WHAT YOU HAVE TO DO: Find the line holding "Query: paved border curb" in the entries below. Give it again exactly, along with every line after it up to and including the line holding "of the leafy".

(Image point grounding data)
|---|

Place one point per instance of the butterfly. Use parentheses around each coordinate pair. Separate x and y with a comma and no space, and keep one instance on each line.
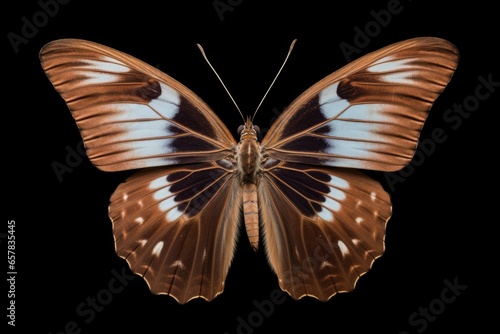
(300,191)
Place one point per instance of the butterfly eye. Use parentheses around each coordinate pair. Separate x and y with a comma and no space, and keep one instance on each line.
(257,129)
(240,129)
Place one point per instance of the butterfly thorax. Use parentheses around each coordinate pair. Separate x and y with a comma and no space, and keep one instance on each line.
(248,159)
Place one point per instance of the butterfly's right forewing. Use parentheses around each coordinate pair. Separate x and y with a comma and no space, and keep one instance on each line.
(177,227)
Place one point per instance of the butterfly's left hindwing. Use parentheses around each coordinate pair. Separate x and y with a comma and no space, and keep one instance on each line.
(323,226)
(130,114)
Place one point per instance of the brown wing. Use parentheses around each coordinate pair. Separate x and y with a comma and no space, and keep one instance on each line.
(369,113)
(323,226)
(130,114)
(177,227)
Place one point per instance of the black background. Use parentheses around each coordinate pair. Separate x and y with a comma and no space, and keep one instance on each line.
(444,219)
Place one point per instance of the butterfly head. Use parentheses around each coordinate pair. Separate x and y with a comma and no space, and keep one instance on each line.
(248,131)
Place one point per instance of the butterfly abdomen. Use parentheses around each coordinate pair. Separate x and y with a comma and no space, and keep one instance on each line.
(251,213)
(249,161)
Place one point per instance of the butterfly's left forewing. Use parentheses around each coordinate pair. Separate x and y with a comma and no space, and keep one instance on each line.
(176,223)
(369,114)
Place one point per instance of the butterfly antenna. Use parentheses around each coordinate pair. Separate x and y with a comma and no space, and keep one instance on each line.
(227,91)
(276,77)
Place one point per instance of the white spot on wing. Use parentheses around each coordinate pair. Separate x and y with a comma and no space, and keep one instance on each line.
(338,182)
(174,214)
(158,183)
(167,104)
(325,214)
(331,204)
(107,64)
(325,264)
(179,264)
(343,248)
(158,248)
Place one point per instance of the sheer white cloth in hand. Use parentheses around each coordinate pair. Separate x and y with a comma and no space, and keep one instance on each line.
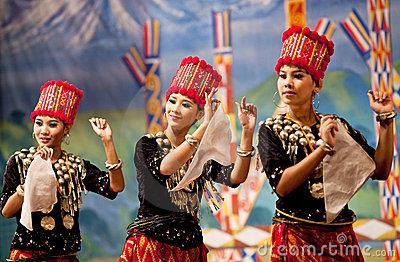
(215,145)
(40,191)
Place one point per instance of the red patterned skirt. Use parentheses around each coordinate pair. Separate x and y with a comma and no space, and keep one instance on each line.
(24,255)
(299,242)
(144,249)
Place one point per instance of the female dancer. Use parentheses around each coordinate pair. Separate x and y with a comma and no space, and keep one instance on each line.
(293,145)
(167,227)
(55,234)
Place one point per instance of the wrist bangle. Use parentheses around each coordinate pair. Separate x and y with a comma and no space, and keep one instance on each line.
(20,190)
(382,117)
(326,147)
(192,141)
(245,153)
(112,167)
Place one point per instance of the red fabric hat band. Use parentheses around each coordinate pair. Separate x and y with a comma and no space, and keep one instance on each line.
(193,78)
(306,49)
(58,99)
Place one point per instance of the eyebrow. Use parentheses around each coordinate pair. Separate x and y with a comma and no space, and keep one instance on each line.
(295,71)
(186,100)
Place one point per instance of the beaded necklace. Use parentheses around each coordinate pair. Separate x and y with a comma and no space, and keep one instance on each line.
(292,134)
(70,173)
(186,199)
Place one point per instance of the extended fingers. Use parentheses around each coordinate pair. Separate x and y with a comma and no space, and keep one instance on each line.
(98,122)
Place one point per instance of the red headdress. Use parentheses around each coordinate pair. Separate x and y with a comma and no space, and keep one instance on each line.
(58,99)
(193,78)
(306,49)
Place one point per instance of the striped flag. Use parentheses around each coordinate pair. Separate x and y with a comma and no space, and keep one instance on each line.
(145,70)
(222,31)
(295,11)
(136,65)
(151,38)
(380,63)
(326,27)
(358,33)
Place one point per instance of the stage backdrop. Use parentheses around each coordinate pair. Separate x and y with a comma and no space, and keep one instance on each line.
(83,42)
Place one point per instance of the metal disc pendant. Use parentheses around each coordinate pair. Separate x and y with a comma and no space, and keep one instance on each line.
(65,205)
(68,221)
(47,210)
(48,223)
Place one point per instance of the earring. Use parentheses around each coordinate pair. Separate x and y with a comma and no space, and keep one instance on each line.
(66,139)
(273,101)
(318,100)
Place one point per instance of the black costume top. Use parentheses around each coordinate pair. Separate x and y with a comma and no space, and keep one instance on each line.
(170,217)
(55,230)
(283,143)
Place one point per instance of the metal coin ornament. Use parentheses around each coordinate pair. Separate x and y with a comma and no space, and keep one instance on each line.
(68,221)
(48,223)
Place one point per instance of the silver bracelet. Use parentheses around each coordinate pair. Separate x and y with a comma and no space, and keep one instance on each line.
(20,190)
(245,153)
(112,167)
(192,141)
(326,147)
(382,117)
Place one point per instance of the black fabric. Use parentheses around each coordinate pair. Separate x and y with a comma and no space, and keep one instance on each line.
(59,241)
(158,217)
(299,203)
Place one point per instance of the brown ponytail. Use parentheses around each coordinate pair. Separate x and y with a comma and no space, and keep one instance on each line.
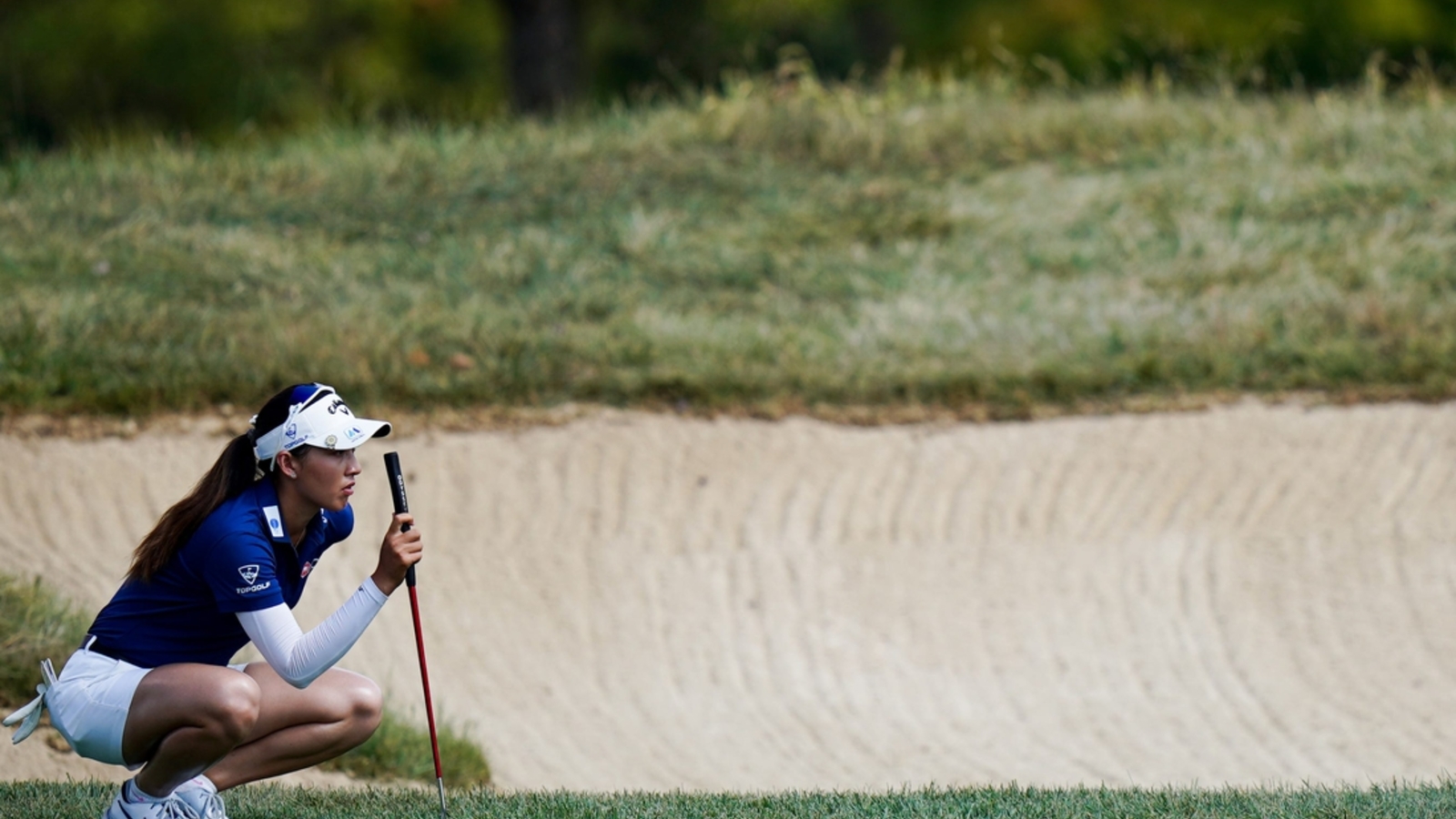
(230,474)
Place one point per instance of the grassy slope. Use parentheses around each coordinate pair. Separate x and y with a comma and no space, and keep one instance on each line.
(85,800)
(946,244)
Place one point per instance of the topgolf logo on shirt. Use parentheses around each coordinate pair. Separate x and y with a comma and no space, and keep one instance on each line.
(249,576)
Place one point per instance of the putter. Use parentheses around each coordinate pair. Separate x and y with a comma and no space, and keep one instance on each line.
(397,489)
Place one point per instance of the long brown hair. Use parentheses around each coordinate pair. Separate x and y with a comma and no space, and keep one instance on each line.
(230,474)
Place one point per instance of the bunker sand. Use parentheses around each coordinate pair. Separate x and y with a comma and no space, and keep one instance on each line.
(1249,595)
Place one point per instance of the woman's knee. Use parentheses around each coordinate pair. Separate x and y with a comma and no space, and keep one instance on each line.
(237,705)
(368,703)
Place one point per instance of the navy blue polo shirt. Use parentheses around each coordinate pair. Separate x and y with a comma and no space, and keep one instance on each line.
(239,560)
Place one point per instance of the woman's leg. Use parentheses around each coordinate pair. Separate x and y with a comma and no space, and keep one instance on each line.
(184,719)
(300,727)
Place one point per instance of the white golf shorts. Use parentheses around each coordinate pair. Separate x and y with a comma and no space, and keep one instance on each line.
(89,704)
(91,700)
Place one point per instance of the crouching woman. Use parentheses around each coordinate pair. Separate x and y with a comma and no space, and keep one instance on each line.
(152,688)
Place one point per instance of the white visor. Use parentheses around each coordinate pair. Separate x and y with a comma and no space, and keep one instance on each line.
(322,420)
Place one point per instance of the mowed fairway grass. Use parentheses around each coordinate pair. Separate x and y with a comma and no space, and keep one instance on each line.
(968,247)
(86,800)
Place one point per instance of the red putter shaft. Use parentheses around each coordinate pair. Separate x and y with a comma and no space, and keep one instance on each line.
(397,490)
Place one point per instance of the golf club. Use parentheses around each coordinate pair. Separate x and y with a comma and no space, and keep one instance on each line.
(397,489)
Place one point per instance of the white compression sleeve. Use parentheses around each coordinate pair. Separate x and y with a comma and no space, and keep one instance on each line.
(302,658)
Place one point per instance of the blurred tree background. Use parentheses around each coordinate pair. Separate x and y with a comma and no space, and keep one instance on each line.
(216,69)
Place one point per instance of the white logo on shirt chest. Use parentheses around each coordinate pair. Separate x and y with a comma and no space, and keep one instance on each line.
(274,521)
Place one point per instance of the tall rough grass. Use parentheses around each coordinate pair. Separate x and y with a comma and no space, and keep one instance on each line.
(784,245)
(35,622)
(1375,802)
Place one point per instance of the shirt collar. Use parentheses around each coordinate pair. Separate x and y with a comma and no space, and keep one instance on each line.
(267,499)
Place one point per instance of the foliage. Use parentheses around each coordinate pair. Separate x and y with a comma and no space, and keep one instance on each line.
(400,751)
(35,622)
(258,802)
(975,245)
(226,69)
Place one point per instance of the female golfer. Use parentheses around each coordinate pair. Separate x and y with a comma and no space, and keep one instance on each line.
(152,687)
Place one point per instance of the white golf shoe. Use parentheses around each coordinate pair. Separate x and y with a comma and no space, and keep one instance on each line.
(169,807)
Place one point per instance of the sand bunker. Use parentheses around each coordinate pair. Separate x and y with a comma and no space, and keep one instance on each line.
(1247,595)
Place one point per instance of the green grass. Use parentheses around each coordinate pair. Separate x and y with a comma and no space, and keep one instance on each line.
(400,751)
(1411,800)
(783,247)
(36,622)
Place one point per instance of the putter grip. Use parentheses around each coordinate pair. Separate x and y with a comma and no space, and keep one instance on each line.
(397,490)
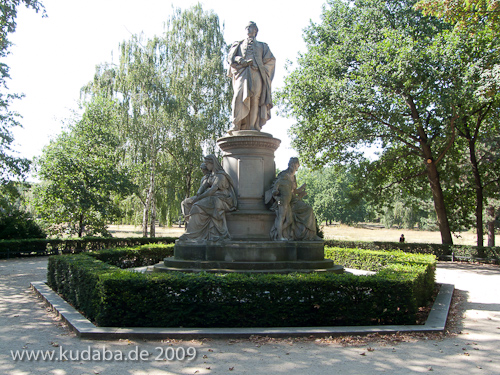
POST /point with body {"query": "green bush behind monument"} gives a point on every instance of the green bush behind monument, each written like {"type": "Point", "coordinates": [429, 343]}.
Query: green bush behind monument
{"type": "Point", "coordinates": [110, 296]}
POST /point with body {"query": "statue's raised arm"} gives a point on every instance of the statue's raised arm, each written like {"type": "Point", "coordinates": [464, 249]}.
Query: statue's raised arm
{"type": "Point", "coordinates": [251, 67]}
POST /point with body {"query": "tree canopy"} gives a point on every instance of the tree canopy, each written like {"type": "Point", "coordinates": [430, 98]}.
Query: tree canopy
{"type": "Point", "coordinates": [381, 73]}
{"type": "Point", "coordinates": [175, 100]}
{"type": "Point", "coordinates": [81, 177]}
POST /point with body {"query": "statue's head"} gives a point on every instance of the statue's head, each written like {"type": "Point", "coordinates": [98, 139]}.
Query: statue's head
{"type": "Point", "coordinates": [212, 163]}
{"type": "Point", "coordinates": [252, 29]}
{"type": "Point", "coordinates": [204, 168]}
{"type": "Point", "coordinates": [293, 163]}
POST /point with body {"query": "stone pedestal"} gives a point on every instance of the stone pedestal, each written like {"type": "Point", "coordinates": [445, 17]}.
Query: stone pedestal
{"type": "Point", "coordinates": [249, 160]}
{"type": "Point", "coordinates": [249, 257]}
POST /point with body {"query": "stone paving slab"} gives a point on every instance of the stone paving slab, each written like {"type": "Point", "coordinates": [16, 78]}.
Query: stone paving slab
{"type": "Point", "coordinates": [436, 322]}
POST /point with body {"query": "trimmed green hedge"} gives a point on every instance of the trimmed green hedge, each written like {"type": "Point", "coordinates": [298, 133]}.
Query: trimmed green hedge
{"type": "Point", "coordinates": [440, 250]}
{"type": "Point", "coordinates": [110, 296]}
{"type": "Point", "coordinates": [393, 265]}
{"type": "Point", "coordinates": [38, 247]}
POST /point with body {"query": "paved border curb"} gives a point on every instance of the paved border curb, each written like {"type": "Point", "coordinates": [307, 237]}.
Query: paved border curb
{"type": "Point", "coordinates": [436, 322]}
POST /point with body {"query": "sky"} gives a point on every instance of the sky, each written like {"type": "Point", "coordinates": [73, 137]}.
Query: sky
{"type": "Point", "coordinates": [53, 57]}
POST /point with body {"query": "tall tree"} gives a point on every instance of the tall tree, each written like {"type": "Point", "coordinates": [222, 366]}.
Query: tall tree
{"type": "Point", "coordinates": [80, 176]}
{"type": "Point", "coordinates": [332, 195]}
{"type": "Point", "coordinates": [475, 36]}
{"type": "Point", "coordinates": [176, 102]}
{"type": "Point", "coordinates": [378, 72]}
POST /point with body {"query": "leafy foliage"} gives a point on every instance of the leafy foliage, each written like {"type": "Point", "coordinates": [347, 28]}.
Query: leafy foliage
{"type": "Point", "coordinates": [81, 178]}
{"type": "Point", "coordinates": [381, 73]}
{"type": "Point", "coordinates": [114, 297]}
{"type": "Point", "coordinates": [175, 101]}
{"type": "Point", "coordinates": [332, 194]}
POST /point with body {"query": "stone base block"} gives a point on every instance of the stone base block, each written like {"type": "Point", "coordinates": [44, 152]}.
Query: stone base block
{"type": "Point", "coordinates": [249, 256]}
{"type": "Point", "coordinates": [250, 224]}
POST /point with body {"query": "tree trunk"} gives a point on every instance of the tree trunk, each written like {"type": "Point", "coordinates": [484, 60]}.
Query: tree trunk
{"type": "Point", "coordinates": [491, 225]}
{"type": "Point", "coordinates": [152, 230]}
{"type": "Point", "coordinates": [80, 226]}
{"type": "Point", "coordinates": [439, 206]}
{"type": "Point", "coordinates": [479, 193]}
{"type": "Point", "coordinates": [432, 175]}
{"type": "Point", "coordinates": [145, 215]}
{"type": "Point", "coordinates": [147, 205]}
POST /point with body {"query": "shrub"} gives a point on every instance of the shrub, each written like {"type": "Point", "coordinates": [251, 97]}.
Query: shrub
{"type": "Point", "coordinates": [113, 297]}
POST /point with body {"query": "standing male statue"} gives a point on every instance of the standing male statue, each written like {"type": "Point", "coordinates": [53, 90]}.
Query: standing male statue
{"type": "Point", "coordinates": [252, 70]}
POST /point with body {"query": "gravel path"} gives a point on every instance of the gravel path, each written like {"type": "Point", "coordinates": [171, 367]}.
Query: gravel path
{"type": "Point", "coordinates": [27, 327]}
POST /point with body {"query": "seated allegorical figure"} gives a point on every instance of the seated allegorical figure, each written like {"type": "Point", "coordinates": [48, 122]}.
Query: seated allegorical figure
{"type": "Point", "coordinates": [206, 219]}
{"type": "Point", "coordinates": [295, 219]}
{"type": "Point", "coordinates": [187, 203]}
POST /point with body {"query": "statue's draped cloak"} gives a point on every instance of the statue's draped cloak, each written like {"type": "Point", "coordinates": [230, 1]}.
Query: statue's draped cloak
{"type": "Point", "coordinates": [264, 64]}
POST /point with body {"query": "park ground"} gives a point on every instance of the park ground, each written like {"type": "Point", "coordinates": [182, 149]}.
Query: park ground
{"type": "Point", "coordinates": [361, 232]}
{"type": "Point", "coordinates": [469, 346]}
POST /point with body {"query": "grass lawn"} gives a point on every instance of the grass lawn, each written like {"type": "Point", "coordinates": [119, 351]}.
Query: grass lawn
{"type": "Point", "coordinates": [362, 232]}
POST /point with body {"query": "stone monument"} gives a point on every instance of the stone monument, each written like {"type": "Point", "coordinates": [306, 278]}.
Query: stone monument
{"type": "Point", "coordinates": [244, 218]}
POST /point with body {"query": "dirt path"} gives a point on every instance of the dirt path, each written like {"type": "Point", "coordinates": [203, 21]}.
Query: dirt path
{"type": "Point", "coordinates": [26, 325]}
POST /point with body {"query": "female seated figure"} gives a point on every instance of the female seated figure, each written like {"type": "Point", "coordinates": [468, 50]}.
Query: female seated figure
{"type": "Point", "coordinates": [295, 219]}
{"type": "Point", "coordinates": [206, 220]}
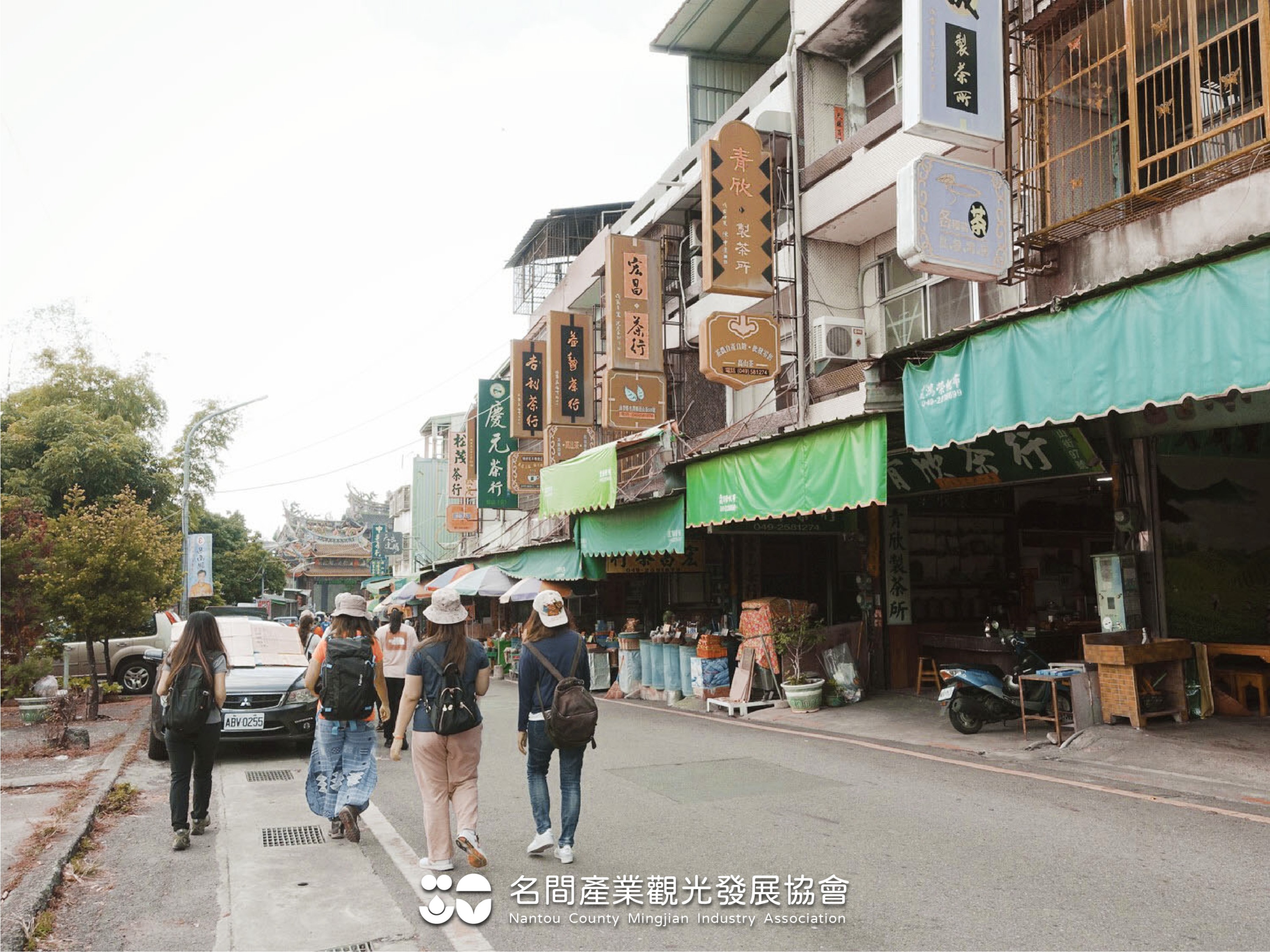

|---|

TASK RESULT:
Query: paved border curb
{"type": "Point", "coordinates": [436, 322]}
POST /point with body {"query": "sky"} gives a point on every instance of the sky, each written like {"type": "Point", "coordinates": [73, 137]}.
Query: sky
{"type": "Point", "coordinates": [53, 57]}
POST /point with body {"query": "tall tree"} gives a point on every instance of the tall tree, each written like {"type": "Point", "coordinates": [222, 366]}.
Query: tall tree
{"type": "Point", "coordinates": [80, 176]}
{"type": "Point", "coordinates": [332, 195]}
{"type": "Point", "coordinates": [475, 36]}
{"type": "Point", "coordinates": [176, 102]}
{"type": "Point", "coordinates": [378, 72]}
POST /point with body {"query": "leafy foliage"} gives a point on every instance of the leafy foliage, each written like {"type": "Point", "coordinates": [347, 28]}.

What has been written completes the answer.